• **Exercise**
Arrange the material below as a two-column CSV with the headers input and output, one row per text, with that text in input and its answer in output. Put each field in double quotes, and replace line breaks within a field with spaces.
══════════
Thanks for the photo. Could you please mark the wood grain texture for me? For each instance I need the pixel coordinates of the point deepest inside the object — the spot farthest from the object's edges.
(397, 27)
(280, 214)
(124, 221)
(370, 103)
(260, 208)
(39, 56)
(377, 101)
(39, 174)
══════════
• **Written response**
input,output
"Thanks for the photo. Could you please mark the wood grain texture for me? For each instance I need the pixel coordinates of the point deepest inside the object — the spot farthest from the object's edges.","(397, 27) (280, 214) (124, 221) (370, 103) (260, 208) (39, 56) (377, 101) (39, 174)"